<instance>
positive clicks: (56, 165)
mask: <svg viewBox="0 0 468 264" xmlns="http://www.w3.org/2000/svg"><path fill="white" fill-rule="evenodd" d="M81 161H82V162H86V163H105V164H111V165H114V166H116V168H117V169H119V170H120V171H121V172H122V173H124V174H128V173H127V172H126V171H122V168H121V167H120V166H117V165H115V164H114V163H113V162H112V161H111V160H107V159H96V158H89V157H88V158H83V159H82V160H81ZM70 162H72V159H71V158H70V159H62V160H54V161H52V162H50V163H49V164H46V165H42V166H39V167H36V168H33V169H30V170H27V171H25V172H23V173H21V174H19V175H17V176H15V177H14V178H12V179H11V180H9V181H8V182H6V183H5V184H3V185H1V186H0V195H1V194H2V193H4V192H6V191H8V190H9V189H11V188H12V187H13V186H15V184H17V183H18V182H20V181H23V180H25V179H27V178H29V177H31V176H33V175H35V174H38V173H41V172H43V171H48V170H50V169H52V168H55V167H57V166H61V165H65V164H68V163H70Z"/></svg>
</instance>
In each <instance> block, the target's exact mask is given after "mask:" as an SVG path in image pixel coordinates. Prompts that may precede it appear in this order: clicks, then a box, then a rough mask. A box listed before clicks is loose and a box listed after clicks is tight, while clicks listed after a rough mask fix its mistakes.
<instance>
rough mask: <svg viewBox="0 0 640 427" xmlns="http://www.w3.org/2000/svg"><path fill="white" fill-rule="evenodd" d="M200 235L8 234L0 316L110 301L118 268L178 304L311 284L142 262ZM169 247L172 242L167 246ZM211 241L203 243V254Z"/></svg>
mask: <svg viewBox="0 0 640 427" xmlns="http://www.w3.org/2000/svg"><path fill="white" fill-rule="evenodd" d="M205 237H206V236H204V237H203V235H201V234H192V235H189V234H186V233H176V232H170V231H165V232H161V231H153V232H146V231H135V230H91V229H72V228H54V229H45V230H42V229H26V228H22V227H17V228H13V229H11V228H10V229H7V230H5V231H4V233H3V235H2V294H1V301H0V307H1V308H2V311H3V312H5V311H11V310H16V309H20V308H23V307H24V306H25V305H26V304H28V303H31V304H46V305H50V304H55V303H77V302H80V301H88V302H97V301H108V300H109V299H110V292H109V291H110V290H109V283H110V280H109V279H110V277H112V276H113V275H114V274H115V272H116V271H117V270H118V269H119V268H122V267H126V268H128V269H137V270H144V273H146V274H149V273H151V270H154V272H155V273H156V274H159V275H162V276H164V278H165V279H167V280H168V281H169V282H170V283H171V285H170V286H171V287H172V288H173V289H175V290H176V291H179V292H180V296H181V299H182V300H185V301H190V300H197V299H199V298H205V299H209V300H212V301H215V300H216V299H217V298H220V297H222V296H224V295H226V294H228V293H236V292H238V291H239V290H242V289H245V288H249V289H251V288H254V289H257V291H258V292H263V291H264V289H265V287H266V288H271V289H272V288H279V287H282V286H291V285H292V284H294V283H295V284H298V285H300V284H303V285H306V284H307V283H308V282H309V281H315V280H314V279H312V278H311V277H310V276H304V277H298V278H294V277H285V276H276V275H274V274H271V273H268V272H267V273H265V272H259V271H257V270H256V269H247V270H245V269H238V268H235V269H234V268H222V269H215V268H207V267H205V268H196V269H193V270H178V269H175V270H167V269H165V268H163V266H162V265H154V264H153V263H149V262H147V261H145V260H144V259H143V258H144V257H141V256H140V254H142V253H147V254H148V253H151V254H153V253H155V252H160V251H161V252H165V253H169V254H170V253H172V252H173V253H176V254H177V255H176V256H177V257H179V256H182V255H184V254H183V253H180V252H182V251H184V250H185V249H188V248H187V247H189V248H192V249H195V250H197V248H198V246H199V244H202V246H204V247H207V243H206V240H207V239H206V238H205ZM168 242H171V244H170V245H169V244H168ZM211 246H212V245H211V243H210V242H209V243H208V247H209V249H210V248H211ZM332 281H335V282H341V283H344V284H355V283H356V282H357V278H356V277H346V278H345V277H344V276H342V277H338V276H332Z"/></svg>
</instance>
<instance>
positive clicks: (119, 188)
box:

+ + + + +

In full and without edits, repeat the listing above.

<instance>
positive clicks: (56, 165)
mask: <svg viewBox="0 0 468 264" xmlns="http://www.w3.org/2000/svg"><path fill="white" fill-rule="evenodd" d="M81 161H82V162H86V163H105V164H111V165H114V166H116V168H117V169H119V170H120V171H121V172H122V173H124V174H128V173H127V172H126V171H122V168H121V167H120V166H117V165H115V164H114V163H113V162H112V161H111V160H107V159H96V158H89V157H88V158H83V159H82V160H81ZM70 162H72V159H71V158H70V159H62V160H54V161H52V162H50V163H49V164H46V165H42V166H39V167H36V168H33V169H30V170H27V171H25V172H23V173H21V174H19V175H17V176H15V177H14V178H12V179H11V180H9V181H8V182H6V183H5V184H3V185H1V186H0V195H1V194H2V193H4V192H6V191H8V190H9V189H11V188H12V187H13V186H15V184H17V183H18V182H20V181H23V180H25V179H27V178H29V177H31V176H33V175H35V174H38V173H41V172H43V171H48V170H50V169H52V168H55V167H57V166H61V165H65V164H68V163H70Z"/></svg>
</instance>
In each <instance> block, the target's exact mask is given after "mask:" as an SVG path in image pixel coordinates. Prompts that may precede it appear in this order: clicks, then a box, then a rough mask. A box listed before clicks is loose and a box listed after clicks is tight, while clicks listed after a rough mask fix its mistakes.
<instance>
rough mask: <svg viewBox="0 0 640 427" xmlns="http://www.w3.org/2000/svg"><path fill="white" fill-rule="evenodd" d="M200 235L8 234L0 316L110 301L118 268L178 304L311 284L142 262ZM169 247L172 242L167 246ZM211 241L203 243V254Z"/></svg>
mask: <svg viewBox="0 0 640 427" xmlns="http://www.w3.org/2000/svg"><path fill="white" fill-rule="evenodd" d="M205 237H206V236H204V237H203V235H201V234H192V235H189V234H186V233H176V232H170V231H165V232H161V231H153V232H146V231H135V230H91V229H72V228H54V229H45V230H42V229H26V228H22V227H17V228H13V229H11V228H10V229H7V230H5V231H4V233H3V235H2V294H1V301H0V307H1V308H2V311H3V312H5V311H11V310H16V309H20V308H23V307H24V306H25V305H26V304H28V303H31V304H46V305H50V304H55V303H77V302H80V301H88V302H97V301H108V300H109V299H110V292H109V291H110V290H109V283H110V280H109V279H110V277H112V276H113V275H114V274H115V272H116V271H117V270H118V269H119V268H122V267H126V268H128V269H137V270H144V273H146V274H149V273H151V270H154V272H155V273H156V274H159V275H162V276H164V278H165V279H167V280H168V281H169V282H170V283H171V285H170V286H171V287H172V288H173V289H175V290H176V291H179V292H180V296H181V299H182V300H185V301H190V300H197V299H199V298H205V299H209V300H212V301H215V300H216V299H217V298H220V297H222V296H224V295H226V294H228V293H236V292H238V291H239V290H242V289H245V288H249V289H251V288H254V289H257V291H258V292H263V291H264V289H265V287H266V288H271V289H272V288H279V287H282V286H291V285H292V284H294V283H295V284H298V285H300V284H303V285H306V284H307V283H308V282H309V281H315V280H314V279H312V278H311V277H310V276H304V277H298V278H294V277H285V276H276V275H274V274H271V273H268V272H267V273H265V272H259V271H257V270H256V269H247V270H245V269H238V268H235V269H234V268H222V269H215V268H207V267H205V268H196V269H193V270H178V269H175V270H167V269H165V268H163V266H162V265H154V264H153V263H149V262H147V261H145V260H144V259H143V258H144V257H141V256H140V254H142V253H147V254H148V253H151V254H153V253H155V252H160V251H161V252H165V253H169V254H170V253H172V252H173V253H176V254H177V255H176V256H177V257H179V256H182V255H184V254H183V253H180V252H182V251H184V250H185V249H188V248H187V247H189V248H192V249H195V250H197V248H198V246H199V244H202V246H204V247H207V243H206V240H207V239H206V238H205ZM168 242H171V244H170V245H169V244H168ZM211 246H212V245H211V243H210V242H209V243H208V247H209V249H210V248H211ZM332 281H335V282H341V283H344V284H355V283H356V282H357V278H356V277H346V278H345V277H344V276H342V277H338V276H332Z"/></svg>
</instance>
<instance>
positive clicks: (119, 188)
box:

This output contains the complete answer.